**Stated problem**:
Please gather every line of the listing below that contains the word "green". Letter case counts.

(Extracts from a box-labeled dataset)
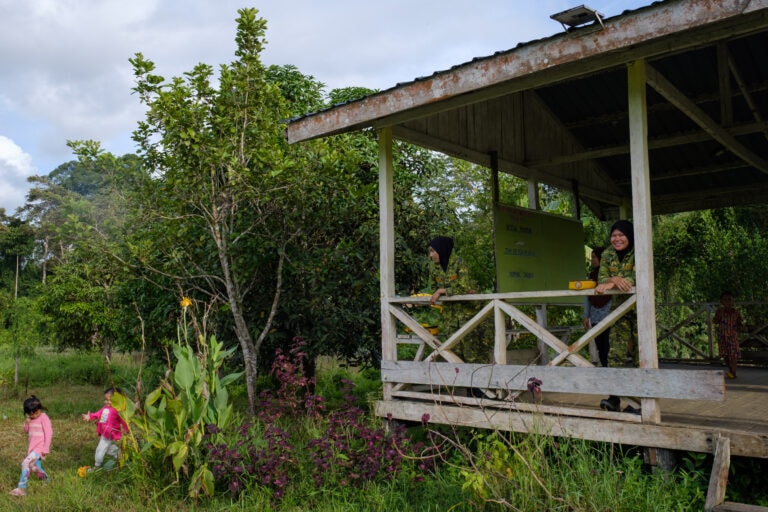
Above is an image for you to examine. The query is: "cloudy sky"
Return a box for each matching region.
[0,0,650,214]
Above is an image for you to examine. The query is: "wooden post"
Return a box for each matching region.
[704,434,731,512]
[379,127,397,400]
[536,304,549,365]
[627,60,661,423]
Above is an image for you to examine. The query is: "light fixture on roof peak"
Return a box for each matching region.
[550,5,605,30]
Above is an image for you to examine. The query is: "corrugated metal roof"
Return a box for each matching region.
[287,0,768,214]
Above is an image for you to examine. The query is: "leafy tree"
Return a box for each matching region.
[131,9,301,413]
[23,141,146,356]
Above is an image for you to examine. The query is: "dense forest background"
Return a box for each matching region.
[0,10,768,407]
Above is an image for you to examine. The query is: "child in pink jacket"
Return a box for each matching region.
[83,388,128,471]
[11,395,53,496]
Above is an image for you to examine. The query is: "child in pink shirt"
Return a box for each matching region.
[11,395,53,496]
[83,388,128,471]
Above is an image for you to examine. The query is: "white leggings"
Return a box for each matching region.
[95,436,118,468]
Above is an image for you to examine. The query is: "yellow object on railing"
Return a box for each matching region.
[568,281,597,290]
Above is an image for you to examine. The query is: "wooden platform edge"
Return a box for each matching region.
[381,360,725,401]
[374,400,768,459]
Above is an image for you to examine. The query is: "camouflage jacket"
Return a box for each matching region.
[597,247,635,286]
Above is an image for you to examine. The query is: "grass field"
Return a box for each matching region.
[0,348,760,512]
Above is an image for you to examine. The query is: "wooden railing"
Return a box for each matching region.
[382,290,724,421]
[656,302,768,365]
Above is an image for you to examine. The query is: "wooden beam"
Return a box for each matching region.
[704,435,731,512]
[627,60,661,423]
[381,361,725,401]
[375,402,768,458]
[379,128,397,398]
[392,125,623,205]
[717,41,733,128]
[646,64,768,174]
[520,121,768,168]
[726,47,768,143]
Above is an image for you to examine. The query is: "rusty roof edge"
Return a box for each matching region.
[286,0,768,144]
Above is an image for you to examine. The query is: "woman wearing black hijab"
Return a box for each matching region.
[595,220,635,412]
[429,236,469,304]
[429,236,485,362]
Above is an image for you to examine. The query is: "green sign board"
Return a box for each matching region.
[496,206,585,302]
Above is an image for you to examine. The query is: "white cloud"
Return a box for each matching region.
[0,135,37,215]
[0,0,650,211]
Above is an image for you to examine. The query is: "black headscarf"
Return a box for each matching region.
[611,220,635,260]
[429,236,453,271]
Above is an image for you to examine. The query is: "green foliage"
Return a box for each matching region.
[458,432,704,512]
[653,207,768,302]
[133,337,242,496]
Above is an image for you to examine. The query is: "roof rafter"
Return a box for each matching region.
[646,64,768,174]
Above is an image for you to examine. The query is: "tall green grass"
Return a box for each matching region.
[0,351,757,512]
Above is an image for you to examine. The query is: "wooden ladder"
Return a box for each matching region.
[704,434,768,512]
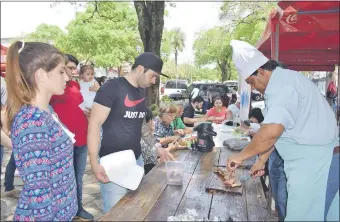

**Result of the exercise**:
Above is an image for you to examine. The query is: "green sign board"
Above is an image for you to examine. The query is: "green foliage"
Above is an image for you to examine. The query is: "tall green grass"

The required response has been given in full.